===== Provided material

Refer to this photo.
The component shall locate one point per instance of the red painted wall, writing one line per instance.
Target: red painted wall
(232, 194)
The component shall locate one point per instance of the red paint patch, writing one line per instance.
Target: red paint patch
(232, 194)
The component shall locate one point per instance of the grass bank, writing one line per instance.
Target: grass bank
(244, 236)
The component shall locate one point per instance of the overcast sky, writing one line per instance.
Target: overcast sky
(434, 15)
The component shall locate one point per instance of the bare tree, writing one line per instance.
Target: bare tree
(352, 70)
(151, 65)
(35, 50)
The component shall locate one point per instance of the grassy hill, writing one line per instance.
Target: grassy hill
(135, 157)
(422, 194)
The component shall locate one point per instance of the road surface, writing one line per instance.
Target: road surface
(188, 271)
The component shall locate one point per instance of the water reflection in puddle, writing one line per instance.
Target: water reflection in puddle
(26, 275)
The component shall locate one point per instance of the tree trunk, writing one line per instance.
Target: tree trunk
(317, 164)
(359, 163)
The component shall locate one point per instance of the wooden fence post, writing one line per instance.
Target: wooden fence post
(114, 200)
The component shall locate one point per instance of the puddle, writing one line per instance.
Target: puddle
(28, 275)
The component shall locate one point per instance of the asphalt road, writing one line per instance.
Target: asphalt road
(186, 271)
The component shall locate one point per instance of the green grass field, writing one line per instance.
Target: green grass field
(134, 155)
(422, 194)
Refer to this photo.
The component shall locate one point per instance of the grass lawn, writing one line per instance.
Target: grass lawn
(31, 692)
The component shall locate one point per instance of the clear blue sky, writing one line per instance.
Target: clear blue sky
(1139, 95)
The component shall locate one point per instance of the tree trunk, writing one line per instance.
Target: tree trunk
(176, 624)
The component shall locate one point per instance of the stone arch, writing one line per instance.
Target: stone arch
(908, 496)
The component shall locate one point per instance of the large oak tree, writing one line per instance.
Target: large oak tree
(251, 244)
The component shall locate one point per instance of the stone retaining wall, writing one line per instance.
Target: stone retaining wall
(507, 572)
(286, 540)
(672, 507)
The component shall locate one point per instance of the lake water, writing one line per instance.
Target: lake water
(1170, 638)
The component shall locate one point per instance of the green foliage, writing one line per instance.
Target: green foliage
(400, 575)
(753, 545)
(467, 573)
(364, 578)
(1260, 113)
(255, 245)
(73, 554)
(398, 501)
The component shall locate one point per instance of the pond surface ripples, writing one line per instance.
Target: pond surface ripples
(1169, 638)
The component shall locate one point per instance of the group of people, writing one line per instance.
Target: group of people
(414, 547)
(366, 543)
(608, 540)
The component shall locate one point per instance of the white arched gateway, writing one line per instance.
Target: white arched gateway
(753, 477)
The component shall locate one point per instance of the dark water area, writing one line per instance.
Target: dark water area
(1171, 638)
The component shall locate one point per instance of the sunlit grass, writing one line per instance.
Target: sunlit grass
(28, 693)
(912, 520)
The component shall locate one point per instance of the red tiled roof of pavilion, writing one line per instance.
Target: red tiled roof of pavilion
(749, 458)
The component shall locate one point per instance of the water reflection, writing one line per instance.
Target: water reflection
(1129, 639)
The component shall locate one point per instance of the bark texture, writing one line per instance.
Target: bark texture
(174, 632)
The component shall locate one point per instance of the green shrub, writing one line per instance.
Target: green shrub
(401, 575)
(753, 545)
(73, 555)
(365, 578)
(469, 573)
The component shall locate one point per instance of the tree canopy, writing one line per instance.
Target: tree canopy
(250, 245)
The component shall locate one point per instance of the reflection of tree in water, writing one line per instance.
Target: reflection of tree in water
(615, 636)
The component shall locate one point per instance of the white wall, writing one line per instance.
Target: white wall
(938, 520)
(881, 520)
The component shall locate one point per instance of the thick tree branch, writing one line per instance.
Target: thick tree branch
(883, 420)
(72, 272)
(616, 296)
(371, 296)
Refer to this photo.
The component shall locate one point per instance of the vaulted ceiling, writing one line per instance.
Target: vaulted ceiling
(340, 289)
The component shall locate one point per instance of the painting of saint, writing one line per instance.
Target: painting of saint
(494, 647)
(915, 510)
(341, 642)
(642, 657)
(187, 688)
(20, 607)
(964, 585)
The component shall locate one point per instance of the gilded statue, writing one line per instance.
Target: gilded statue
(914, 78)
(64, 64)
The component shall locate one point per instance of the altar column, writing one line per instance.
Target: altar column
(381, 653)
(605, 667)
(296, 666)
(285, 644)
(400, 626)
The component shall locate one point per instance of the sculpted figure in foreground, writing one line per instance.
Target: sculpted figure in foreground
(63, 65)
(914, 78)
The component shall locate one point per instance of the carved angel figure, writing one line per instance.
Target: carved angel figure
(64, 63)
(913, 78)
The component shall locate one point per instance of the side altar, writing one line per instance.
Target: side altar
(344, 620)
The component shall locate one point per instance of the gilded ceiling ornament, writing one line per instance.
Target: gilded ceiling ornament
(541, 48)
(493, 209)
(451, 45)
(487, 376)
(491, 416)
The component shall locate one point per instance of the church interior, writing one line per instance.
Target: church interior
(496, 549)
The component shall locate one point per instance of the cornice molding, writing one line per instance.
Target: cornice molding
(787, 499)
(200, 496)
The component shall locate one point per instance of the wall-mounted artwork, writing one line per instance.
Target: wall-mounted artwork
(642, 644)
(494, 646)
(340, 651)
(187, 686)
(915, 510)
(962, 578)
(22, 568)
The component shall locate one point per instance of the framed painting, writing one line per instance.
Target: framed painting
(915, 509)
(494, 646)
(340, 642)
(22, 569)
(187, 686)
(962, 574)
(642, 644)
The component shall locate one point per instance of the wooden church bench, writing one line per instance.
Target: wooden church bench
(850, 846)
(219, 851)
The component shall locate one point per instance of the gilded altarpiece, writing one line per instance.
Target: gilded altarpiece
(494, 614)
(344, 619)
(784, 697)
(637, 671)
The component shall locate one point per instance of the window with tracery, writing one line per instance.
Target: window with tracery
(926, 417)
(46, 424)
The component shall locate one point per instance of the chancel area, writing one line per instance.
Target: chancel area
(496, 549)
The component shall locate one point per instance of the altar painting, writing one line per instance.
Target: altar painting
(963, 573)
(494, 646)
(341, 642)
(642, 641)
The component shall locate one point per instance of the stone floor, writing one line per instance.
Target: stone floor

==========

▸ What is being asked
Give back every line of the data exactly.

▸ Completed exercise
Refer to this photo.
The component shall locate one point per instance of the red painted wall, writing one line per instance.
Target: red painted wall
(232, 194)
The component shall locate one point per instance of the red paint patch, writing one line per instance.
Target: red paint patch
(232, 194)
The component shall locate one point per instance of the grass bank, writing one line per instance.
Target: grass bank
(244, 236)
The component shall locate one point per instance of the overcast sky, writing one line per instance.
Target: overcast sky
(434, 15)
The component shall locate one point per instance of the bare tree, writing one line per instance.
Target: bare tree
(352, 70)
(151, 65)
(35, 50)
The component shall locate one point per instance of the grassy hill, writing one line per instance.
Target: grassy hill
(135, 157)
(422, 194)
The component shall locate one point per instance of the road surface, writing one line per instance.
Target: road surface
(188, 271)
The component shall locate one point per instance of the water reflection in puddle, writing one line per instance.
Target: water reflection in puddle
(26, 275)
The component shall locate one point per instance of the tree trunk, writing one line per instance.
Target: tree trunk
(317, 164)
(359, 163)
The component shall locate one point per instance of the wooden fence post, writing one line per instance.
Target: wooden fence post
(114, 200)
The component shall locate one point per instance of the puddle, writing one line per instance.
Target: puddle
(28, 275)
The component shall locate one point per instance of the asphalt road, writing one line per instance.
Target: asphalt road
(186, 271)
The component shall locate one point per instance of the green grass field, writing one line per instance.
Target: green grass field
(134, 155)
(422, 194)
Refer to this photo.
The component shall locate one point per instance of the grass lawn, writing one line per instance.
Target: grass lawn
(31, 692)
The component shall locate one point per instance of the clear blue sky, writing one line per instance.
Target: clear blue sky
(1139, 95)
The component shall locate one point per instance of the tree trunk, writing one line per instance.
Target: tree trunk
(176, 624)
The component shall locate one point per instance of the stone arch, writing one line per instance.
Target: stone arch
(908, 496)
The component shall locate one point per instance of the large oak tree, writing one line per instance.
Target: large oak tree
(251, 244)
The component shall locate one point per instance of the stone retaining wall, writing one line per instance.
Target: stone retaining wall
(507, 572)
(286, 540)
(672, 507)
The component shall locate one point per instance of the lake water, writing one line per instance.
Target: lake water
(1170, 638)
The component shall locate one point per instance of the green foliage, writing one line per instance.
Target: green foliage
(400, 575)
(753, 545)
(467, 573)
(364, 578)
(1260, 113)
(255, 245)
(73, 554)
(398, 501)
The component shall locate one point per instance of the pond surface ripples, writing one line per instance.
Target: pond surface ripples
(1169, 638)
The component shall locate one point per instance of the group of people, writing one line per instance.
Target: group of people
(414, 547)
(366, 543)
(608, 540)
The component shall locate one point per instance of the white arched gateway, writing one line per instance.
Target: white arched gateway
(753, 477)
The component shall locate one point per instance of the dark water area, writing one line per instance.
Target: dark water area
(1171, 638)
The component shall locate one point per instance of the sunlit grass, writing one line per instance.
Target: sunlit grass
(28, 693)
(912, 520)
The component shall locate one point per instance of the red tiled roof of pavilion, writing one line per instance.
Target: red tiled roof of pavilion
(749, 458)
The component shall locate one point per instance of the water reflection, writing one line per instance.
Target: water reflection
(1129, 639)
The component shall locate one point per instance of the bark texture, writing one line per instance.
Target: bark texture
(174, 632)
The component shall locate one point per instance of the green shrub, writing one line per instance.
Target: green shrub
(401, 575)
(753, 545)
(73, 555)
(365, 578)
(469, 573)
The component shall locate one point per instance of the tree canopy, writing one line per instance.
Target: tree canopy
(250, 245)
The component shall locate one point per instance of the reflection of tree in water, writing one line per instance.
Target: reflection of tree in water
(615, 636)
The component shall locate one point per instance of the white wall, writing one line per instance.
Target: white wall
(938, 520)
(881, 520)
The component shall locate one point per instance of the thick tree branch, writing one line per instance.
Target: thick tree branch
(883, 420)
(72, 272)
(616, 296)
(371, 296)
Refer to this photo.
The component shall locate one point per instance of the vaulted ceiling, writing one line per instance.
Target: vaulted ceiling
(340, 289)
The component shall locate one point per instance of the painting of saint, writing one line per instance.
Target: painting of saint
(494, 647)
(915, 510)
(341, 642)
(642, 657)
(187, 688)
(20, 607)
(964, 585)
The component shall locate one point per instance of the gilded statue, writing one line per instance.
Target: gilded statue
(914, 78)
(64, 64)
The component shall locate one point per instance of the altar column, writing one line per instance.
Target: altar column
(381, 653)
(605, 667)
(296, 666)
(285, 644)
(400, 626)
The component shall locate one point per instance of the sculpted figure in foreground, writing one line per instance.
Target: sculpted figure in foreground
(63, 65)
(914, 78)
The component shall locate one point per instance of the carved angel figure, writing one line per instance.
Target: carved angel figure
(64, 63)
(913, 78)
The component shall locate one point per instance of the side altar, writing one line per instance.
Target: side altar
(344, 620)
The component shall locate one point per instance of the gilded ceiling ornament, writing one line per instance.
Target: gilded ceiling ornament
(541, 48)
(493, 209)
(451, 45)
(487, 376)
(491, 416)
The component shall locate one point per instance of the church interior, writing one line per instance.
Target: church interior
(496, 549)
The component shall locate one point per instance of the cornice molding, writing one line per instance.
Target: cornice molding
(787, 499)
(200, 496)
The component shall locate one point per instance of the wall-mounted artwork, writing one line per instance.
Target: wall-mounted artwork
(642, 644)
(494, 646)
(340, 651)
(187, 686)
(915, 510)
(962, 578)
(22, 568)
The component shall locate one point per instance of the framed painting, writing one line per instance.
Target: framed painting
(915, 509)
(494, 646)
(340, 642)
(22, 569)
(187, 686)
(962, 574)
(642, 644)
The component shall locate one point per instance of the wooden church bench, writing one line per instance.
Target: wooden church bench
(850, 846)
(219, 851)
The component shall locate one point per instance of the gilded altarpiece, writing one line per instance.
Target: gilded altarpiece
(494, 614)
(344, 619)
(784, 697)
(637, 671)
The component shall locate one point per instance of the window with tracery, writing one line per instance.
Target: window with tracery
(926, 417)
(46, 424)
The component shall locate one point per instance of the chancel area, writing one line per instance.
Target: chancel area
(496, 549)
The component shall locate one point per instance of the altar painting, writing one line per instance.
Target: altar painting
(963, 573)
(494, 646)
(341, 642)
(642, 641)
The component shall locate one point per instance of the stone floor, writing one line per instance.
Target: stone floor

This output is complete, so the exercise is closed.